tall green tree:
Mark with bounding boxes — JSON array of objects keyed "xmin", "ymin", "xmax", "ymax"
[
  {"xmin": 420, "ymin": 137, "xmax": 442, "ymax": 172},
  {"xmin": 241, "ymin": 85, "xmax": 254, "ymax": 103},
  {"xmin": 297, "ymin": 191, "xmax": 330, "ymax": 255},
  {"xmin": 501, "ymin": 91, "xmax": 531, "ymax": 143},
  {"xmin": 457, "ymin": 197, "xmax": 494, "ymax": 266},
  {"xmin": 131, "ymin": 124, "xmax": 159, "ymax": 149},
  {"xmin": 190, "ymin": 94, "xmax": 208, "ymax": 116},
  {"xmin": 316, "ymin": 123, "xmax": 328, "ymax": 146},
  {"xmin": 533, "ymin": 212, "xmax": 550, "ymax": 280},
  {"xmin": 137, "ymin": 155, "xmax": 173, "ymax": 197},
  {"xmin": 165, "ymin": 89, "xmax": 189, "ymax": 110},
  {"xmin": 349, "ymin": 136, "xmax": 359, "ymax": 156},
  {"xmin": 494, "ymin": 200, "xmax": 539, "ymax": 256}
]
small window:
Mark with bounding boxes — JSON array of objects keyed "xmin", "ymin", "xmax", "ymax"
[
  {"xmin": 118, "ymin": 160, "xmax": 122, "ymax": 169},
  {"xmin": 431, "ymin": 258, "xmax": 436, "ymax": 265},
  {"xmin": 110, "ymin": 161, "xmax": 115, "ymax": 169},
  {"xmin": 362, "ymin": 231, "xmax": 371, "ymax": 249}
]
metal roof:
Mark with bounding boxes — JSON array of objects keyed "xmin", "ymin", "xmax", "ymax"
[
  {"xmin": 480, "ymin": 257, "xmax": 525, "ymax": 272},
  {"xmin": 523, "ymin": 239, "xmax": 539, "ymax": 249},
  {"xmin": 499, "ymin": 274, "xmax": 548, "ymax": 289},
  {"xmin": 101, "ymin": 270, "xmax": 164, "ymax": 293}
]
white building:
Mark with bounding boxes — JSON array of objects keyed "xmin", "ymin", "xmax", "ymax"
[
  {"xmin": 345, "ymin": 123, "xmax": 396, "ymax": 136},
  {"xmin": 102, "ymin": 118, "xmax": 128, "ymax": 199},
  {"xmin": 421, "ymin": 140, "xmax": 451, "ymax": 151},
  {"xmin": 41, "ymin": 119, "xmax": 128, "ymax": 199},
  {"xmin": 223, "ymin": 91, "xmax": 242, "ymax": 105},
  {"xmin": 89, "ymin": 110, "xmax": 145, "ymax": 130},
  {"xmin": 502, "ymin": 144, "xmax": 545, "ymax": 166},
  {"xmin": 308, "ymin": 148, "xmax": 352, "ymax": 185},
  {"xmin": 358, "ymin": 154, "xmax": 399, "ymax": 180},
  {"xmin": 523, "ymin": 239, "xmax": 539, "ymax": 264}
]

* _Aim of the task_: Give back the complete material verbatim.

* _Exercise answer_:
tall green tree:
Mark with bounding boxes — JSON array of objects keyed "xmin", "ymin", "xmax", "ymax"
[
  {"xmin": 420, "ymin": 137, "xmax": 442, "ymax": 172},
  {"xmin": 241, "ymin": 85, "xmax": 254, "ymax": 103},
  {"xmin": 297, "ymin": 191, "xmax": 330, "ymax": 255},
  {"xmin": 501, "ymin": 91, "xmax": 531, "ymax": 143},
  {"xmin": 457, "ymin": 197, "xmax": 494, "ymax": 266},
  {"xmin": 131, "ymin": 124, "xmax": 159, "ymax": 149},
  {"xmin": 190, "ymin": 94, "xmax": 208, "ymax": 116},
  {"xmin": 316, "ymin": 123, "xmax": 328, "ymax": 146},
  {"xmin": 533, "ymin": 212, "xmax": 550, "ymax": 280},
  {"xmin": 137, "ymin": 155, "xmax": 173, "ymax": 197},
  {"xmin": 165, "ymin": 89, "xmax": 189, "ymax": 110},
  {"xmin": 349, "ymin": 136, "xmax": 359, "ymax": 156},
  {"xmin": 494, "ymin": 200, "xmax": 539, "ymax": 256}
]
small window:
Mark with bounding boxes — JSON array of objects keyed "xmin", "ymin", "xmax", "ymax"
[
  {"xmin": 118, "ymin": 160, "xmax": 122, "ymax": 169},
  {"xmin": 431, "ymin": 258, "xmax": 436, "ymax": 265},
  {"xmin": 110, "ymin": 161, "xmax": 115, "ymax": 169},
  {"xmin": 362, "ymin": 231, "xmax": 371, "ymax": 249}
]
metal roof:
Mark with bounding boxes — JSON array of objects keyed "xmin", "ymin", "xmax", "ymax"
[
  {"xmin": 480, "ymin": 257, "xmax": 525, "ymax": 272},
  {"xmin": 523, "ymin": 239, "xmax": 539, "ymax": 249},
  {"xmin": 499, "ymin": 274, "xmax": 548, "ymax": 289},
  {"xmin": 101, "ymin": 270, "xmax": 164, "ymax": 293}
]
white building:
Mark with bounding boxes — JSON array of objects keyed "xmin", "ymin", "xmax", "ymax"
[
  {"xmin": 345, "ymin": 123, "xmax": 396, "ymax": 136},
  {"xmin": 102, "ymin": 118, "xmax": 128, "ymax": 199},
  {"xmin": 421, "ymin": 140, "xmax": 451, "ymax": 151},
  {"xmin": 41, "ymin": 119, "xmax": 128, "ymax": 199},
  {"xmin": 223, "ymin": 91, "xmax": 242, "ymax": 105},
  {"xmin": 89, "ymin": 110, "xmax": 145, "ymax": 130},
  {"xmin": 502, "ymin": 144, "xmax": 545, "ymax": 166},
  {"xmin": 308, "ymin": 148, "xmax": 352, "ymax": 185},
  {"xmin": 358, "ymin": 154, "xmax": 399, "ymax": 180},
  {"xmin": 523, "ymin": 239, "xmax": 539, "ymax": 264}
]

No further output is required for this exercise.